TASK DESCRIPTION: Please rewrite every line of the material below, requests included, multiplying each point coordinate in the answers by 1.15 and rounding to whole numbers, with halves rounded up. Leave the numbers in the requests and their format samples unchanged.

(Saved data entries)
○ ○ ○

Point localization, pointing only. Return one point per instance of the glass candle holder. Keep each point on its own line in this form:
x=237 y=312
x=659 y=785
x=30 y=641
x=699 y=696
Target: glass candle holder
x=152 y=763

○ ○ ○

ANSWER TO THIS TASK:
Point localization, pointing only. Return one point per instance of the glass candle holder. Keep each point on its own line in this form:
x=237 y=312
x=659 y=785
x=30 y=641
x=699 y=696
Target: glass candle holder
x=175 y=877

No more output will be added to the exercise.